Task prompt:
Somewhere below is a line with "point(788, 126)" and, later, a line with "point(716, 1286)"; repeat those two lines and all the lines between them, exactly as they are.

*** Opening of Data shown ***

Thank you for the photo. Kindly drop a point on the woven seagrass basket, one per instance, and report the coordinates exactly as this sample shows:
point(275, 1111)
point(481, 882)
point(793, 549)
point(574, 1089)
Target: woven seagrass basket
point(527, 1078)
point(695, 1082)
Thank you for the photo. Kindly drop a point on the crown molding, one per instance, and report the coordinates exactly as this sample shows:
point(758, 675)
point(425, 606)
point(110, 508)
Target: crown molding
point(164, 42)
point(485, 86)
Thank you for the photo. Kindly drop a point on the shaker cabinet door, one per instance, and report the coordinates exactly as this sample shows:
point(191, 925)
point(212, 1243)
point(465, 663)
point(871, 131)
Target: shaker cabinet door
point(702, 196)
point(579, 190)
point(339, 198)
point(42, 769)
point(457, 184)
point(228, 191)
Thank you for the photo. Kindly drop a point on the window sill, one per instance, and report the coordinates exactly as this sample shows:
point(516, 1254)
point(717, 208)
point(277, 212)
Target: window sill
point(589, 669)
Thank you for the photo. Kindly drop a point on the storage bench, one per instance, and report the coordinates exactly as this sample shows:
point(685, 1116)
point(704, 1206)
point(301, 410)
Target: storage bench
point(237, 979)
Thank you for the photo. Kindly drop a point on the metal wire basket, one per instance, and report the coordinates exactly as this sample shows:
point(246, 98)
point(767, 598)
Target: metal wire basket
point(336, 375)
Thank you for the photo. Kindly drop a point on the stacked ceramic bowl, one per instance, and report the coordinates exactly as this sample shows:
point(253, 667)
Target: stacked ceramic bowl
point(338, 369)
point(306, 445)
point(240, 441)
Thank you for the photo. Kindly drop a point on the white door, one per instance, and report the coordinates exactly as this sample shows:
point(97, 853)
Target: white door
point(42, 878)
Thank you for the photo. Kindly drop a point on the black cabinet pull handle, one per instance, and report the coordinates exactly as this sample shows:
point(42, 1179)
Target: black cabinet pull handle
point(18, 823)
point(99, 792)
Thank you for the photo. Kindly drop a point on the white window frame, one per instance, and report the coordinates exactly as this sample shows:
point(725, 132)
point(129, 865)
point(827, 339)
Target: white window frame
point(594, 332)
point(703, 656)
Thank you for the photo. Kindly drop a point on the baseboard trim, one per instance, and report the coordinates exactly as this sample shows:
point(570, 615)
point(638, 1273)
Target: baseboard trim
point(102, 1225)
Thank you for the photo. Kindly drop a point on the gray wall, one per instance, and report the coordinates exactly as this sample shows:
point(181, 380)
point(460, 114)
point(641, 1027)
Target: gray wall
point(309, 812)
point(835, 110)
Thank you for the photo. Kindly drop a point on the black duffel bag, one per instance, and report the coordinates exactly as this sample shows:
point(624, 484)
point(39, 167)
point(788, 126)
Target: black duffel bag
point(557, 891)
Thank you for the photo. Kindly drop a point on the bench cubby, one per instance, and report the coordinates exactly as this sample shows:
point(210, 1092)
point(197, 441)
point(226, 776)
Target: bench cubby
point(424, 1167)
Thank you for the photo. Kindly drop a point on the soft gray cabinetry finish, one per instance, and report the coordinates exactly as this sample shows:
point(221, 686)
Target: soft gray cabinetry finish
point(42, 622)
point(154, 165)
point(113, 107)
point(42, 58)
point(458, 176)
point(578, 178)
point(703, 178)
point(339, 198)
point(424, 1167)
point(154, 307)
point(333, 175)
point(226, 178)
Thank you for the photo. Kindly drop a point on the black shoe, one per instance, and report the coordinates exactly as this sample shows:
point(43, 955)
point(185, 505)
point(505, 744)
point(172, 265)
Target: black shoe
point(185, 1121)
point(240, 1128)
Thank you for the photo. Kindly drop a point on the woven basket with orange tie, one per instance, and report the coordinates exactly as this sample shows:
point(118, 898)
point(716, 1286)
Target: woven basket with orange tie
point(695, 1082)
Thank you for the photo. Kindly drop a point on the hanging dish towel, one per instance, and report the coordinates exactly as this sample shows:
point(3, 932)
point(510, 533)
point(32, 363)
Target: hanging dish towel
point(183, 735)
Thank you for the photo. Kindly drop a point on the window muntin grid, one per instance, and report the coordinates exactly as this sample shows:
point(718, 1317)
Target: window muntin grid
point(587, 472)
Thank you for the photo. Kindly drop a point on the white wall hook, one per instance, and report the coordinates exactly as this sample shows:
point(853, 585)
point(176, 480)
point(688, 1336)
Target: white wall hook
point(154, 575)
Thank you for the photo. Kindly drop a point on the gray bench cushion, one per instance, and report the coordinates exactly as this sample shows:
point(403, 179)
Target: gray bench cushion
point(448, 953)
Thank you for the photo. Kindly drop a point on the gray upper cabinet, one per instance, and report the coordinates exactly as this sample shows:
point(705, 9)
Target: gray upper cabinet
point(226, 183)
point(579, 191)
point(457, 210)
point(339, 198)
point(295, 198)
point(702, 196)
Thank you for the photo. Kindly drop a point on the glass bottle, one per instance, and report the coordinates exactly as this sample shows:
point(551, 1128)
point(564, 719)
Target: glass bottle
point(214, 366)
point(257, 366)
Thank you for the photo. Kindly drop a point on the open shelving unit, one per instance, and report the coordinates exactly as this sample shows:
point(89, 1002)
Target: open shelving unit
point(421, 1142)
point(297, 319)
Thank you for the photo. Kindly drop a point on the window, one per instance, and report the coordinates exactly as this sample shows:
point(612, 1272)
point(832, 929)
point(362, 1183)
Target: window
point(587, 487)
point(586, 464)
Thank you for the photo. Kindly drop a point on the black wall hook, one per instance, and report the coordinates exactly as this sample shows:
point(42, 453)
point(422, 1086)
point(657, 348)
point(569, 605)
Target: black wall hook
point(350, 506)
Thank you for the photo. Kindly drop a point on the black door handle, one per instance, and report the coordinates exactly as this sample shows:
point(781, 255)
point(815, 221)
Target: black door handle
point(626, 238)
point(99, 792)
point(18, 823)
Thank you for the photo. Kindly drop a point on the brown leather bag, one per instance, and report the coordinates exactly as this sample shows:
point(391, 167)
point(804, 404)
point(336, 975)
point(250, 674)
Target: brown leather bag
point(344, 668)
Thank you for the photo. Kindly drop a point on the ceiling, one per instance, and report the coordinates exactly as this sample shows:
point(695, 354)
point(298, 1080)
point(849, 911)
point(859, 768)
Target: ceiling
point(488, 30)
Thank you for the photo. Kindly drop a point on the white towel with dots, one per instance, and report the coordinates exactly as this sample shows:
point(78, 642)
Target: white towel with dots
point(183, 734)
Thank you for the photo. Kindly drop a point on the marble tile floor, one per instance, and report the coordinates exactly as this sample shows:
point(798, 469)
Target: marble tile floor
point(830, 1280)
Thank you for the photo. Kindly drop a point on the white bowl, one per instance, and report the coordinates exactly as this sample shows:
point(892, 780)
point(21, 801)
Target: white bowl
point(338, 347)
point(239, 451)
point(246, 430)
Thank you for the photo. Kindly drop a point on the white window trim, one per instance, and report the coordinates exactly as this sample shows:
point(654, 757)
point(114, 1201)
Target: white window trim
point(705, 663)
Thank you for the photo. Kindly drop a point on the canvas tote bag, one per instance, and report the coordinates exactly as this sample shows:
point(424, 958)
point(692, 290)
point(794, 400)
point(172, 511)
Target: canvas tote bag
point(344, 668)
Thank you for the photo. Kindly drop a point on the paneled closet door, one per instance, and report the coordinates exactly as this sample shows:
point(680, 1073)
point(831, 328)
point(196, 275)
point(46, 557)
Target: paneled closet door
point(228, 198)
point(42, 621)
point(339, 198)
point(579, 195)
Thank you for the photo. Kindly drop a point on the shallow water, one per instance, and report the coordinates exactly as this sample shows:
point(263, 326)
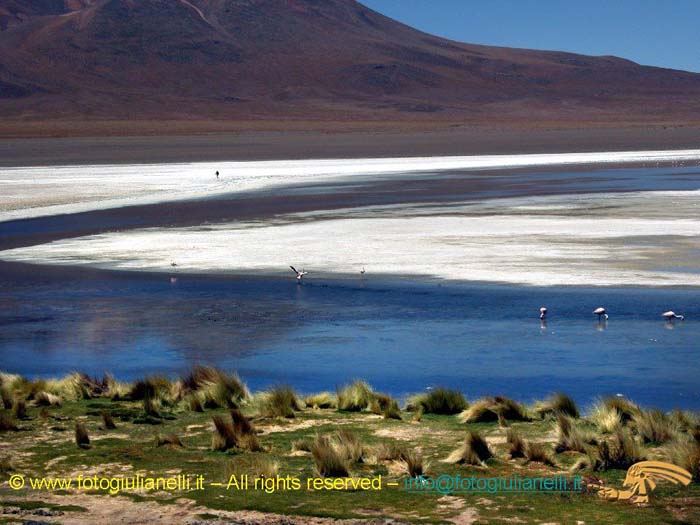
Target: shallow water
point(401, 337)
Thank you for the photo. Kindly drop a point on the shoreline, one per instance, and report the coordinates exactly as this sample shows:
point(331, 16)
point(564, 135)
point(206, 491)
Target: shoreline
point(329, 140)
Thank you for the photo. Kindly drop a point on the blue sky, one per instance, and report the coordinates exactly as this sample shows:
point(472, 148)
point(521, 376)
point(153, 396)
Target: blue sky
point(658, 33)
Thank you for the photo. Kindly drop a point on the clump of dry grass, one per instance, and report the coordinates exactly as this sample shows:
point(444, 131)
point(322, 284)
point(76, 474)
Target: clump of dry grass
point(170, 440)
point(194, 403)
point(6, 397)
point(322, 400)
point(355, 397)
point(19, 408)
point(474, 451)
point(302, 445)
point(612, 413)
point(116, 390)
point(82, 439)
point(349, 446)
point(224, 437)
point(516, 445)
point(537, 452)
point(279, 401)
point(655, 427)
point(440, 400)
point(329, 462)
point(44, 399)
point(558, 403)
point(241, 424)
point(389, 451)
point(569, 437)
point(154, 387)
point(150, 406)
point(108, 420)
point(74, 387)
point(385, 405)
point(618, 452)
point(234, 431)
point(217, 389)
point(413, 463)
point(7, 423)
point(489, 408)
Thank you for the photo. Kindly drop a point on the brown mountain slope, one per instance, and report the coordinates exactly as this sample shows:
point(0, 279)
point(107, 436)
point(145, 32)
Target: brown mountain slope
point(301, 59)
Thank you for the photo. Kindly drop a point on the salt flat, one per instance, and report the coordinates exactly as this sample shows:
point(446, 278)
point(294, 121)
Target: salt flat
point(42, 191)
point(639, 238)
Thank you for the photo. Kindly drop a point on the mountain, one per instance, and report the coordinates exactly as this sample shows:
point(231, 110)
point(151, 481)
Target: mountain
point(300, 59)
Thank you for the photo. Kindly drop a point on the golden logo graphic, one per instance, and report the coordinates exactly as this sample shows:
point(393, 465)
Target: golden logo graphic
point(641, 480)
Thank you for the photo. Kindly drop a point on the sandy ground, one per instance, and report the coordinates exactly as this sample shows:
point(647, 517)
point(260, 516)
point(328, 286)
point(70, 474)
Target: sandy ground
point(41, 191)
point(151, 142)
point(117, 509)
point(611, 239)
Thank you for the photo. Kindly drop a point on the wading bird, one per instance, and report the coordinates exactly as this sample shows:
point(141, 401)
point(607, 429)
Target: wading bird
point(671, 315)
point(300, 274)
point(601, 312)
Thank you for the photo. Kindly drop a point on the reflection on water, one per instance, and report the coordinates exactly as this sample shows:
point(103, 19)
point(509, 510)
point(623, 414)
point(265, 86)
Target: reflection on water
point(400, 337)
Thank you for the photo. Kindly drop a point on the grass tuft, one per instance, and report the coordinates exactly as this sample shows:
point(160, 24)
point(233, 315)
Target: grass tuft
point(355, 397)
point(224, 437)
point(618, 452)
point(234, 431)
point(279, 401)
point(488, 409)
point(19, 408)
point(322, 400)
point(413, 463)
point(82, 439)
point(385, 405)
point(302, 445)
point(537, 452)
point(7, 423)
point(44, 399)
point(219, 389)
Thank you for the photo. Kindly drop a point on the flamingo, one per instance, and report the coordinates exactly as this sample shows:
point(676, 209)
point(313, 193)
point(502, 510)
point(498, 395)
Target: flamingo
point(300, 274)
point(671, 315)
point(601, 312)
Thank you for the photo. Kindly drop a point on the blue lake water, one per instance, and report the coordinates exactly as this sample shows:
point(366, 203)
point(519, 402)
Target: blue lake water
point(401, 337)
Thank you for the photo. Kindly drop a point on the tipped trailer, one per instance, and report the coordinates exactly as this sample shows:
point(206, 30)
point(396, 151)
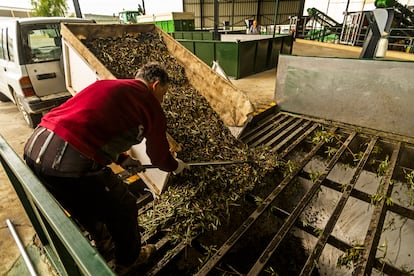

*** Close of Data shown ***

Response:
point(788, 126)
Target: black duffel bag
point(557, 891)
Thank you for the photo. Kindly drop a point on the bench cubby, one per instance, and report the coordinates exactly as this sample shows:
point(210, 1092)
point(197, 441)
point(226, 776)
Target: bench cubby
point(424, 1167)
Thank you for the photo. Kindly drop a point on the soft gray cabinetry finish, one per instance, and report the coordinates exactly as this sample shows:
point(221, 686)
Target: soft gray cabinetry finish
point(42, 622)
point(154, 165)
point(113, 107)
point(42, 58)
point(458, 176)
point(578, 178)
point(703, 178)
point(339, 198)
point(424, 1167)
point(154, 307)
point(333, 175)
point(226, 178)
Thank you for the photo. Kindly drop a point on the black shoe, one per instance, and report the coordinates exactly as this sample shows:
point(43, 955)
point(185, 505)
point(505, 744)
point(172, 265)
Target: black shoe
point(185, 1121)
point(240, 1128)
Thank you for the photo. Kindly drop a point on the woven basket with orange tie, one per instance, and report the coordinates exactly as this sample shows:
point(118, 898)
point(716, 1286)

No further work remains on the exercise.